Can you recast the lines below as a two-column Markdown table, with the row number under "No." and the line under "Line", skipping any blank lines?

________

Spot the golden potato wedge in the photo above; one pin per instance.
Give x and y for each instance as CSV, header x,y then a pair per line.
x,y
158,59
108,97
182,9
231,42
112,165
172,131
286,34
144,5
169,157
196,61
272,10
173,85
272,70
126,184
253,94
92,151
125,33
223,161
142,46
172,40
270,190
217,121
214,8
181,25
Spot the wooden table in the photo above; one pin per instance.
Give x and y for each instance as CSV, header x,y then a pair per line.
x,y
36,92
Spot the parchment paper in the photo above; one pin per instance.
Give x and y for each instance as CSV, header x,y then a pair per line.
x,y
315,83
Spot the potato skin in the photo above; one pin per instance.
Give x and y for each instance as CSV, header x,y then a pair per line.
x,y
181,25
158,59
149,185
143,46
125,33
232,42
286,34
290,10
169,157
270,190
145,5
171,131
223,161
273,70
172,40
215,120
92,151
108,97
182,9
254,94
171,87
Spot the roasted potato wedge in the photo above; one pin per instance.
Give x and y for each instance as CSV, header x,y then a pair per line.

________

TASK SOLUTION:
| No. | Line |
|---|---|
| 1 | Spot the golden potato wedge in the photo above; one pin per instance. |
| 2 | Give x and y for each instance as CSV, header x,y then a pair per line. |
| 3 | x,y |
| 4 | 158,59 |
| 5 | 108,97 |
| 6 | 182,9 |
| 7 | 231,42 |
| 8 | 112,165 |
| 9 | 172,131 |
| 10 | 286,34 |
| 11 | 144,5 |
| 12 | 169,157 |
| 13 | 196,61 |
| 14 | 272,10 |
| 15 | 173,85 |
| 16 | 272,70 |
| 17 | 126,184 |
| 18 | 253,94 |
| 19 | 92,151 |
| 20 | 125,33 |
| 21 | 223,161 |
| 22 | 142,46 |
| 23 | 172,40 |
| 24 | 270,190 |
| 25 | 217,121 |
| 26 | 214,8 |
| 27 | 181,25 |
| 28 | Spot the wooden table in the photo above; one pin per instance. |
| 29 | Give x and y for each instance as CSV, header x,y then a pair per line. |
| 30 | x,y |
| 31 | 36,92 |
| 32 | Spot the parchment paper in the photo above; one pin per instance. |
| 33 | Give x and y for each instance as CSV, header x,y then a pair per line. |
| 34 | x,y |
| 35 | 315,83 |
| 36 | Spot the potato skin in the photo above; one pin per instance. |
| 37 | Give x and y for each instance as CSV, header x,y then a pair per line. |
| 38 | x,y |
| 39 | 181,25 |
| 40 | 158,59 |
| 41 | 149,185 |
| 42 | 143,46 |
| 43 | 125,33 |
| 44 | 232,42 |
| 45 | 286,34 |
| 46 | 290,10 |
| 47 | 169,157 |
| 48 | 270,190 |
| 49 | 145,5 |
| 50 | 171,131 |
| 51 | 223,161 |
| 52 | 273,70 |
| 53 | 172,40 |
| 54 | 215,120 |
| 55 | 92,151 |
| 56 | 108,97 |
| 57 | 182,9 |
| 58 | 254,94 |
| 59 | 171,87 |
| 60 | Spot the roasted potato wedge in the photo above; one pin per instance. |
| 61 | Give x and y for each instance as CSV, header x,y then a pair per line. |